§ WHAT THE EXERCISE ASKS:
Copy out, word for word, the part of the listing that runs from its first line through the line containing "pixel 82 264", with both of those lines included.

[Dataset items]

--

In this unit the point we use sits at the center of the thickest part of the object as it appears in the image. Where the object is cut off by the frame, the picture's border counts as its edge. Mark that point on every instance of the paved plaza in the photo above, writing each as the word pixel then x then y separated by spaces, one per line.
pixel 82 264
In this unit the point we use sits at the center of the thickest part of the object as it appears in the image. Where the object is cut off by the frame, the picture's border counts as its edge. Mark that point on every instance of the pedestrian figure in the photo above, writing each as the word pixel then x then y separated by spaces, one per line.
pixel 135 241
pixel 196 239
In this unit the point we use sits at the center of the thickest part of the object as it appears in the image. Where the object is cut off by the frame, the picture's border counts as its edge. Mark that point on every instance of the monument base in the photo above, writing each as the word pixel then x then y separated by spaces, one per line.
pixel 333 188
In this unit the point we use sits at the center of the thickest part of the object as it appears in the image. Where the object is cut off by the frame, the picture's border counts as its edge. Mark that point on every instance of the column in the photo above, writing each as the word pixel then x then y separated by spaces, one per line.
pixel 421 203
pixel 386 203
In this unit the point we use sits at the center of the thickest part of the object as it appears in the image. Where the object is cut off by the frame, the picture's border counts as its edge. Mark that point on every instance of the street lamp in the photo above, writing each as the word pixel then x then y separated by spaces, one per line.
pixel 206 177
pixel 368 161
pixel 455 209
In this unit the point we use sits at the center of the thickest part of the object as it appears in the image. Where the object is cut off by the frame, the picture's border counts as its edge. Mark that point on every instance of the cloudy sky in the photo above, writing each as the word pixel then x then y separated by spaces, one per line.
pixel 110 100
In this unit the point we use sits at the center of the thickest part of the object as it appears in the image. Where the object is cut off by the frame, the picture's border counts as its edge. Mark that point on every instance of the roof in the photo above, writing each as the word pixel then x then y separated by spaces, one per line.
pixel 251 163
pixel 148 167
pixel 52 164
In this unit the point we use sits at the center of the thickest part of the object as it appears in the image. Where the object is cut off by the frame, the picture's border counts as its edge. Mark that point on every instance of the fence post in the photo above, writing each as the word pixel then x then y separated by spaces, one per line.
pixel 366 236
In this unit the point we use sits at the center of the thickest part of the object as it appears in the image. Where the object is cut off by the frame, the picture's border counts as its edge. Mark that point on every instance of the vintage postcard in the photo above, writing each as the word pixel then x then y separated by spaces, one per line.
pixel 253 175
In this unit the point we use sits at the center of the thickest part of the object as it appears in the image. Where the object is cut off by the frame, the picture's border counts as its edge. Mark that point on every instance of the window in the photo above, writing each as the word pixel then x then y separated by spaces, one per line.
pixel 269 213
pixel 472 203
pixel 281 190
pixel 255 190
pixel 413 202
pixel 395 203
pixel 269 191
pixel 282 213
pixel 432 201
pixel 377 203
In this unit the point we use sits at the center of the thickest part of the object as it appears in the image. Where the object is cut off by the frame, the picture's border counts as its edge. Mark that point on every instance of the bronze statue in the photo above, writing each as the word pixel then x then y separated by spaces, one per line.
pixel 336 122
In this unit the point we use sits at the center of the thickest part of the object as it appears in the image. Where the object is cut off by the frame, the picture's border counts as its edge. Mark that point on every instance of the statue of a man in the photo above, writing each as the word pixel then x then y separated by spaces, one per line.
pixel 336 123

--

§ OUTPUT FOR THIS TASK:
In this unit the point we use sits at the center of the thickest part of the object as it appears in the image. Where the object is cut off by the frame, the picture's border counts as its edge. Mark that point on every instance of the paved plaza in the photo above, writing each as the word pixel then x then y separated by spaces, one per line.
pixel 82 264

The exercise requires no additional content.